> [Prompt]
Answer these questions about the forum post below:
1. Which attribute does the "Product code" selector extract?
2. What selector does the "product name" selector use?
3. According to the title, what does adding a selector element attribute create in the table?

> [Passage]

Adding selector element attribute creates gap in table

Describe the problem.

Url: https://www.superc.ca/epicerie-en-ligne/circulaire?sortOrder=relevance&filter=%3Arelevance%3Adeal%3ACirculaire+et+promotions

Sitemap:
{"_id":"superc","startUrl":["https://www.superc.ca/epicerie-en-ligne/circulaire?sortOrder=relevance&filter=%3Arelevance%3Adeal%3ACirculaire+et+promotions"],"selectors":[{"elementLimit":0,"id":"product wrapper","multiple":true,"parentSelectors":["_root"],"scroll":false,"selector":".tiles-container","type":"SelectorElement"},{"extractAttribute":"data-product-code","id":"Product code","multiple":true,"parentSelectors":["product wrapper"],"selector":".tile-product","type":"SelectorElementAttribute"},{"id":"product name","multiple":true,"parentSelectors":["product wrapper"],"regex":"","selector":".head__title","type":"SelectorText"}]}

Hey, anytime I add an elementattribute selector the table does not match:


is there a way to fix this?

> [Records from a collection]
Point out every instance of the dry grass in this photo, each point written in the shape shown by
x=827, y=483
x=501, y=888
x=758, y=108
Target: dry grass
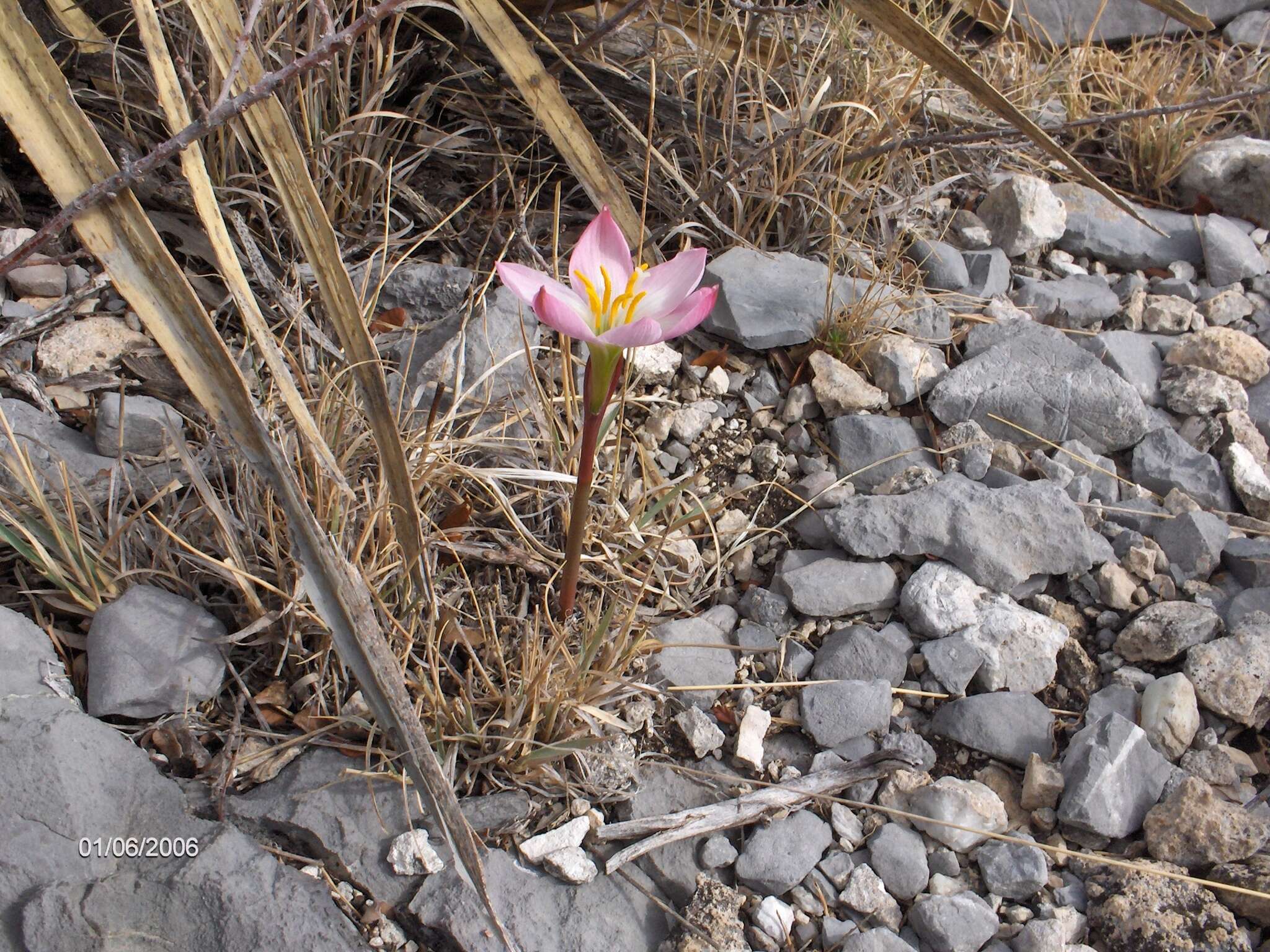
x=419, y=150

---

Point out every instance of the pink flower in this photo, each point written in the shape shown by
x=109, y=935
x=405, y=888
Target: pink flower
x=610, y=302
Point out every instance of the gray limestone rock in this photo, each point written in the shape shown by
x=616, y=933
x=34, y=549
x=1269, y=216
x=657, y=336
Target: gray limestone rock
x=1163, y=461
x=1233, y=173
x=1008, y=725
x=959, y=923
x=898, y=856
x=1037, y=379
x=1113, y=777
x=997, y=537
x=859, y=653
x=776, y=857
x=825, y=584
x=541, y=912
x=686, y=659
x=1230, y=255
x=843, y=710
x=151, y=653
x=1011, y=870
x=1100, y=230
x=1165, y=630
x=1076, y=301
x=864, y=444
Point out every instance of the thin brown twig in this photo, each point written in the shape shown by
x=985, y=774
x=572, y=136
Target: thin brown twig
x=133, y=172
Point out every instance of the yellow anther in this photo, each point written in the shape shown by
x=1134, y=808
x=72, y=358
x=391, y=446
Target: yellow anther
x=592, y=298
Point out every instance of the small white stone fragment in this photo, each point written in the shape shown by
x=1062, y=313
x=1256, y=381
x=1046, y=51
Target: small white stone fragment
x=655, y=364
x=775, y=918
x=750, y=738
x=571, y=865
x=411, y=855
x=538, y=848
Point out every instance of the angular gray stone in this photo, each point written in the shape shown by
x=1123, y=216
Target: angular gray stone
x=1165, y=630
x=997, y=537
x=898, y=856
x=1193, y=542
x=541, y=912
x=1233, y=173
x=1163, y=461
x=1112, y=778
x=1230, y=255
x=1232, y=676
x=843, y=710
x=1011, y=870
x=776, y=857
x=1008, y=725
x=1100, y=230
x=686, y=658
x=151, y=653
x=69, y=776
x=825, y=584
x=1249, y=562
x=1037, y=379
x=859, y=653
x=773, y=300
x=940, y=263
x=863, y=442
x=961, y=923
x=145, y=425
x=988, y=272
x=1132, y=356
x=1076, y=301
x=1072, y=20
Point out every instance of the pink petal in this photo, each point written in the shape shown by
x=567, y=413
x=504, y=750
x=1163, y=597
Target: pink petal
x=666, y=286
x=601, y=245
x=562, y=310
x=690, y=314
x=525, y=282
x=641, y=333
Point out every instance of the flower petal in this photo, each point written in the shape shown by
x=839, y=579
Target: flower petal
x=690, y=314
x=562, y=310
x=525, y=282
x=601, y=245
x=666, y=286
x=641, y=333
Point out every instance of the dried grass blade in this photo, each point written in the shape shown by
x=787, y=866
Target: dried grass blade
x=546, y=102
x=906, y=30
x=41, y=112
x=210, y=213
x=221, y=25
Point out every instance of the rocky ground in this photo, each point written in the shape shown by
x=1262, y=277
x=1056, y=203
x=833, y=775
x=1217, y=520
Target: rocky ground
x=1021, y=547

> [Reply]
1. data-product-code
2. .head__title
3. A gap